Copy the rows below word for word, leaving out the pictures.

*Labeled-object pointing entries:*
** start **

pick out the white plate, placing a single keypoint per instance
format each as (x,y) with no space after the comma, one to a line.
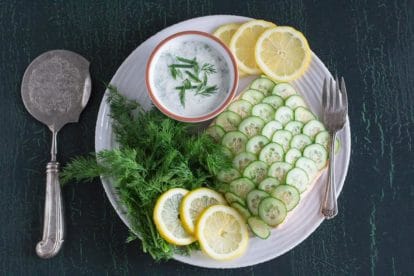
(306,217)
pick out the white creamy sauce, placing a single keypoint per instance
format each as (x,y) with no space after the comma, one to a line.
(165,85)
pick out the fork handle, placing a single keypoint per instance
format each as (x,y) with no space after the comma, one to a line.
(330,204)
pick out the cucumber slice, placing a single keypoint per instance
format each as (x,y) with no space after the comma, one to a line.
(289,195)
(263,84)
(308,166)
(216,132)
(318,154)
(295,127)
(271,153)
(235,141)
(268,184)
(284,115)
(264,111)
(228,175)
(231,198)
(292,155)
(251,126)
(283,90)
(270,128)
(279,170)
(226,152)
(298,179)
(253,96)
(243,159)
(295,101)
(274,101)
(241,210)
(256,143)
(241,187)
(282,137)
(259,228)
(253,199)
(256,171)
(323,139)
(304,115)
(228,120)
(272,211)
(312,128)
(241,107)
(222,187)
(300,141)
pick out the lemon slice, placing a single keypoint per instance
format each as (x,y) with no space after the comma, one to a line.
(194,203)
(222,232)
(225,33)
(243,42)
(283,53)
(167,220)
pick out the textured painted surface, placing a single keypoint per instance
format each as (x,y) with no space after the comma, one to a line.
(371,43)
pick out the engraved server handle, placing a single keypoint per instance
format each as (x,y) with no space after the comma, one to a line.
(53,224)
(330,204)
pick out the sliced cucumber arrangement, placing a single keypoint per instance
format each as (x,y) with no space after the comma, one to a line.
(253,199)
(256,171)
(272,211)
(256,143)
(251,126)
(235,141)
(241,107)
(289,195)
(241,210)
(241,187)
(283,90)
(271,153)
(269,184)
(284,115)
(297,178)
(243,159)
(264,111)
(277,146)
(274,101)
(270,128)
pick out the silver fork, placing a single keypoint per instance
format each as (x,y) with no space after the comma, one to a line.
(335,110)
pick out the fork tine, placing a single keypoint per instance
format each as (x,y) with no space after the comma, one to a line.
(325,94)
(338,93)
(344,94)
(332,98)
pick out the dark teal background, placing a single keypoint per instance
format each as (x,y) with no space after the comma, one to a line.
(370,43)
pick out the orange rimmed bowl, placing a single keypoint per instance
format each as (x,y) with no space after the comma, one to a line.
(163,88)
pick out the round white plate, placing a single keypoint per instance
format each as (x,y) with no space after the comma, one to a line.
(306,217)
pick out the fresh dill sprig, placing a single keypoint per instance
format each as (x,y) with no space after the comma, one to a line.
(193,82)
(155,154)
(208,68)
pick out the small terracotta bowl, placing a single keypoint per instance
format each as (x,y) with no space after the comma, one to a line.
(201,108)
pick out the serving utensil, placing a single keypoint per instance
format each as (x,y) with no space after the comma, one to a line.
(335,111)
(55,89)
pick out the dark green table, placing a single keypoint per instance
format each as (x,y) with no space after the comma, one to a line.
(370,43)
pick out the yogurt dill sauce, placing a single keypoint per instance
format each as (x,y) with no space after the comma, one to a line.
(192,102)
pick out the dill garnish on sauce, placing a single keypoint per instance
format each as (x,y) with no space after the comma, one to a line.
(155,154)
(191,80)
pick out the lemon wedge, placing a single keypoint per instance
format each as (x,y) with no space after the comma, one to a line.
(194,203)
(167,220)
(243,42)
(222,232)
(282,53)
(225,33)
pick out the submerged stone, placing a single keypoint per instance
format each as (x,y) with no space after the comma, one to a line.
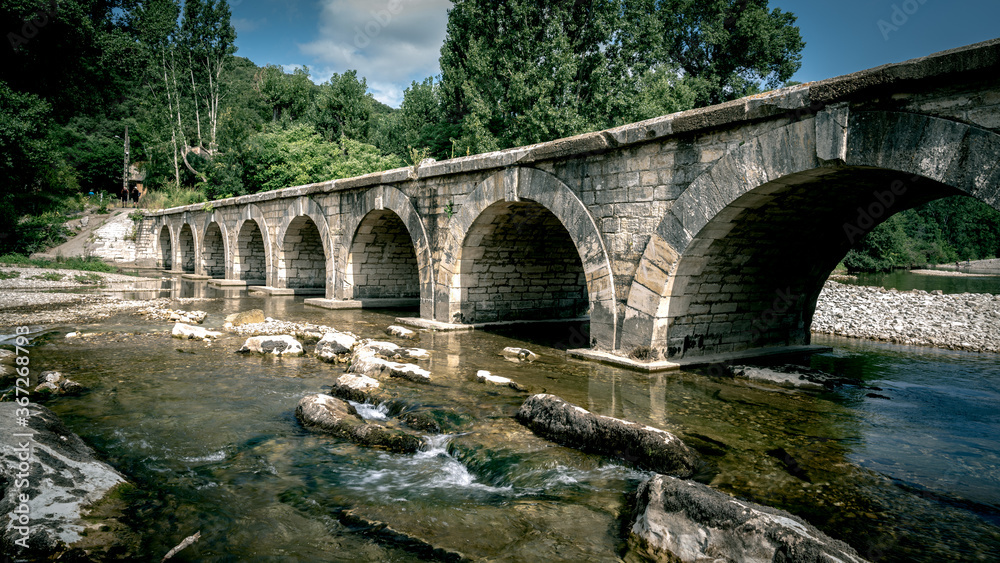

** end **

*Answer for this exercise:*
pick out the white plate, placing a single keypoint per instance
format each as (x,y) with no space after the comma, one to a line.
(306,217)
pick out the white creamy sauce, placing a single keypoint per instance
format each as (x,y) with no space after the comma, one to a line.
(165,85)
pick out the fork handle, placing a single keypoint per instance
format each as (x,y) with no space after the comma, one to a line.
(330,204)
pick out the cucumber slice, placing a single keypoint per instance
format each as (x,y) with no space after the comma, one to a line.
(289,195)
(263,84)
(308,166)
(216,132)
(318,154)
(295,127)
(271,153)
(235,141)
(268,184)
(284,115)
(264,111)
(228,175)
(231,198)
(292,155)
(251,126)
(283,90)
(270,128)
(279,170)
(226,152)
(298,179)
(253,96)
(243,159)
(295,101)
(274,101)
(241,210)
(256,143)
(241,187)
(282,137)
(259,228)
(253,199)
(256,171)
(323,139)
(304,115)
(228,120)
(272,211)
(312,128)
(241,107)
(222,187)
(300,141)
pick out the lemon slice, placing a single keypoint per instance
format each as (x,y) with no space after the comma, one to a line.
(194,203)
(222,232)
(225,33)
(243,42)
(283,53)
(167,220)
pick out the textured painted surface, placing a single keypoint per instance
format each as (x,y) with no space after the comma, one to a line.
(371,43)
pick out the engraved server handle, placing a single keypoint per instance
format each as (x,y) with no space after the comma, one to a line.
(53,224)
(330,204)
pick out the sliced cucumber arrangement, placing a single keypoint per instance
format each as (x,y) with no space after the comma, one to a line.
(253,199)
(256,171)
(272,211)
(256,143)
(251,126)
(235,141)
(241,107)
(289,195)
(241,210)
(241,187)
(283,90)
(271,153)
(269,184)
(284,115)
(297,178)
(243,159)
(264,111)
(277,146)
(274,101)
(270,128)
pick out the silver fork, placing a single keypoint per instance
format each as (x,y) with no space after the comma, one to a line.
(335,110)
pick out the fork tine, placing a single keypoint per instance
format each as (x,y) with no space after the comma, one to a line.
(325,94)
(338,93)
(344,94)
(332,98)
pick out the dark teal background, placing a single keypoint per instance
format each as (x,y) with no space after the comma, one to a line.
(370,43)
pick out the orange rimmed bowl, placing a single keypoint per instance
format each as (x,y) with no space after the comma, one to a line.
(163,88)
pick out the round white plate, placing a single keypoint per instance
format each as (x,y) with no space after the comma, one to a line.
(306,217)
pick out the fresh dill sprig, placing a single keypoint per instance
format each as (x,y) with no space after the comma, one to a line.
(193,82)
(155,154)
(208,68)
pick out the small terracotta bowl, placing a single keypoint per instance
format each as (x,y) with no space after the comma, one to a line.
(201,108)
pick out the serving utensil, placing a single keypoint per instance
format each as (x,y) with no space after the comma, one to a line.
(335,111)
(55,89)
pick out the dark green table, placing a single keypoint per instance
format each as (x,y) with no space after the comma, one to a line.
(370,43)
pick out the yogurt dill sauce, placing a single keypoint per instance
format each as (x,y) with no space after the comma, one to a line.
(192,102)
pick out the dill garnish on sauce, placing a single keypoint per instance
format each as (x,y) with no space after the comma, one to a line.
(155,154)
(191,80)
pick out the lemon wedge, placing a single keypoint per instance
format each as (x,y) with no space after the comma, one to a line.
(194,203)
(167,220)
(243,42)
(222,232)
(282,53)
(225,33)
pick out the submerged stone, placing a single keypoint per instance
format each as (x,y) with no space after the comma, one to a line.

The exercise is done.